• [The tasks]
1: Decide whether each statement agrees with the thread on vim status lines below. For each, answer yes or no and quote the words from the thread that settle it.
(a) One commenter says the defaults take about three lines of vimrc.
(b) The commenter who borrows the gutter idea uses it to show the column number.
(c) The %M flag in 'statusline' gives the + for modified files.
2: Quote the passage from the thread on vim status lines below, starting with "Notably, defaults take" and going on through "clever than complex.".

• [Reading passage]
Notably, defaults take like three lines of vimrc and you don't have to make a
blog post to remind yourself how to decipher it six months later.

Ironically, all the things this guy decries as "noise" I find fairly useful.
There are parts I don't use, but selectively ignoring them is much easier than
adding even more lines to my two-page vimrc which is already bigger than I'd
like.

Sometimes simple is more clever than complex.

------
curiousdude99
Try emacs smart mode line [https://github.com/Malabarba/smart-mode-
line](https://github.com/Malabarba/smart-mode-line)

------
wincent
Setting up a gutter-sized band for displaying the column number
([https://github.com/blaenk/dots/blob/d928a76d802159960d8b2768...](https://github.com/blaenk/dots/blob/d928a76d802159960d8b2768c660919924e99e44/vim/.vimrc#L289-L314))
is a pretty neat idea.

I'm stealing that, except I'm using the gutter to show the buffer number.

------
stewbrew
Speaking of simple -- the %M flag in 'statusline' gives you the + for modified
files. No need to use an expression block.

• [Supplied entries]
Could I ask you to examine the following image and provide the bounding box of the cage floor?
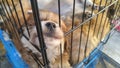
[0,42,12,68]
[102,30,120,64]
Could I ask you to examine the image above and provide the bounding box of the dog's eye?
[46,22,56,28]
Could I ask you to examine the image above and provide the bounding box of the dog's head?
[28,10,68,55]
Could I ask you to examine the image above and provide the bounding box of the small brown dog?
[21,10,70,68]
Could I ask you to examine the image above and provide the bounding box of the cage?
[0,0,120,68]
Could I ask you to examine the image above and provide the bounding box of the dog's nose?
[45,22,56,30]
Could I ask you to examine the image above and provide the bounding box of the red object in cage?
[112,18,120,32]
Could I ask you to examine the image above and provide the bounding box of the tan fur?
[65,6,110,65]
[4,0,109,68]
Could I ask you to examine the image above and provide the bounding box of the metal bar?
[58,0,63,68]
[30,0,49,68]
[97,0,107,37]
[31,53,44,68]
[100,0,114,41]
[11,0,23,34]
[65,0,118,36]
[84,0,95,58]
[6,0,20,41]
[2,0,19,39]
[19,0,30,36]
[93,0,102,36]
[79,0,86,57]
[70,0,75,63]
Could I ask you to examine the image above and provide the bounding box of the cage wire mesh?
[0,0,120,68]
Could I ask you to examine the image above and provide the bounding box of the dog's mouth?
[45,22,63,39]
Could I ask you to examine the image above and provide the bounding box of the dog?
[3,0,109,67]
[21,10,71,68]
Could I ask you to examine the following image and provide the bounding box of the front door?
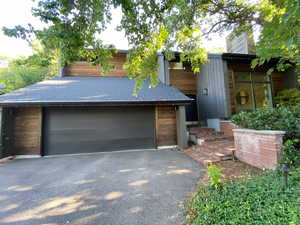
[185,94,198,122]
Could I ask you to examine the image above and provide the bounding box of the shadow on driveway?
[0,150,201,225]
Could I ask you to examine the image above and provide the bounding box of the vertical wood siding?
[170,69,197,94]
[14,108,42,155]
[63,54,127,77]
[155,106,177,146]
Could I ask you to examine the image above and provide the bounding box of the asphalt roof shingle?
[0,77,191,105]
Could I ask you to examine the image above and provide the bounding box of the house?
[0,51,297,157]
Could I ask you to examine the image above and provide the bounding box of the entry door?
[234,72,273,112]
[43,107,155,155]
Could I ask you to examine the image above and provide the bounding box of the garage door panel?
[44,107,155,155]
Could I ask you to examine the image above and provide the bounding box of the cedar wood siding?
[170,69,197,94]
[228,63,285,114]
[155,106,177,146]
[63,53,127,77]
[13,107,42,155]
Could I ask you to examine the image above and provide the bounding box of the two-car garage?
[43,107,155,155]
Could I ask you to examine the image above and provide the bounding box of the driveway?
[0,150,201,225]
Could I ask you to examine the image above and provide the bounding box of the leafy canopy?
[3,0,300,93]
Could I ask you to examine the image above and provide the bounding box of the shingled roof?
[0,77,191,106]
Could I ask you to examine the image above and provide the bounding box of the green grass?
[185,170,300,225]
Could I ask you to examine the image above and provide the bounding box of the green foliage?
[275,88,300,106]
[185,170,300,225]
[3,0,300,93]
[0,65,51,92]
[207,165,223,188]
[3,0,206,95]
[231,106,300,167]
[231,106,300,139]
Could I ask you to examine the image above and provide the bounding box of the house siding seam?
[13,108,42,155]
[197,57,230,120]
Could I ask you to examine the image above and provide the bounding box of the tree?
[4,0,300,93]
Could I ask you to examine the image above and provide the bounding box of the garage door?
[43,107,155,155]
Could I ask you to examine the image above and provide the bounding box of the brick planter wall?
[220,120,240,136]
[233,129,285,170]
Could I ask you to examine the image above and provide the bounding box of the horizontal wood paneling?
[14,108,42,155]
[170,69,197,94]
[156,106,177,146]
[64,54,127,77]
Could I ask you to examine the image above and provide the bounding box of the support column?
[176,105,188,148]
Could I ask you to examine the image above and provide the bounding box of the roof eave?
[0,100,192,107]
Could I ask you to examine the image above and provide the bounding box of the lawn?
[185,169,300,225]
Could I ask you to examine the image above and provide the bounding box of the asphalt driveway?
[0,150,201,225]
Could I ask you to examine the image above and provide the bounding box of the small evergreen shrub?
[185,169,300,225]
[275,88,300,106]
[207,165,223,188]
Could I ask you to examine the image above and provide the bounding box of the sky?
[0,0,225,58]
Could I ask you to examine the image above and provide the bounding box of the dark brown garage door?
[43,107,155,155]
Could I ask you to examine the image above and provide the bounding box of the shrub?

• [Answers to the problems]
1:
(a) Yes: "defaults take like three lines of vimrc"
(b) No: "except I'm using the gutter to show the buffer number"
(c) Yes: "the %M flag in 'statusline' gives you the + for modified files"

2:
Notably, defaults take like three lines of vimrc and you don't have to make a
blog post to remind yourself how to decipher it six months later.

Ironically, all the things this guy decries as "noise" I find fairly useful.
There are parts I don't use, but selectively ignoring them is much easier than
adding even more lines to my two-page vimrc which is already bigger than I'd
like.

Sometimes simple is more clever than complex.